> GOAL
Put the lines from the first one up to and including the line with "left=260, top=600, right=502, bottom=727" into a Markdown table with a Row column for the row number and a Line column for the line, leaving out blank lines. Include only those lines, and leave the pictures out of the table.

> INFORMATION PROVIDED
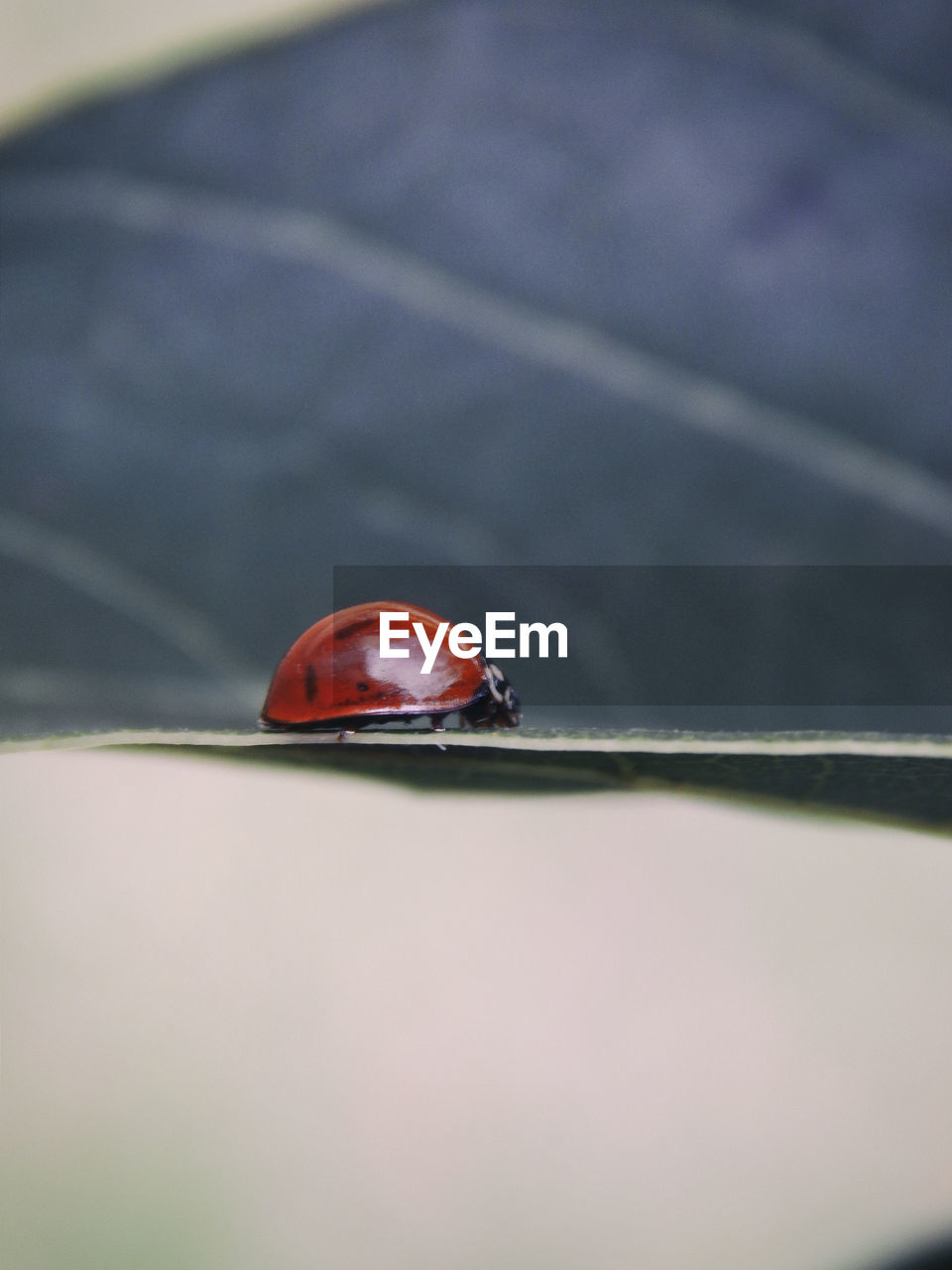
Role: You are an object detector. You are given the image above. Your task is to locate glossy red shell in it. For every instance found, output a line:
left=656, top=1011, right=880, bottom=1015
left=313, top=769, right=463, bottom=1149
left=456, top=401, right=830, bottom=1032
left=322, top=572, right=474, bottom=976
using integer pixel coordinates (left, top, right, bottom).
left=260, top=600, right=502, bottom=727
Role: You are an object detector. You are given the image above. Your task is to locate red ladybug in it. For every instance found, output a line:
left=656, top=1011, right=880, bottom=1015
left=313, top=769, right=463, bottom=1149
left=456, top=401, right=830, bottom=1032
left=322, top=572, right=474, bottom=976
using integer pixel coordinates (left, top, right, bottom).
left=259, top=600, right=521, bottom=731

> EXERCISE RESULT
| Row | Line |
|---|---|
| 1 | Role: You are an object detector. You are given the image above. Your task is to locate glossy red shell in it. For every instance found, output a line: |
| 2 | left=656, top=1011, right=880, bottom=1015 |
| 3 | left=313, top=769, right=463, bottom=1149 |
| 4 | left=456, top=401, right=830, bottom=1032 |
| 5 | left=322, top=572, right=474, bottom=976 |
| 6 | using integer pixel coordinates (left, top, right, bottom). |
| 7 | left=260, top=600, right=502, bottom=727 |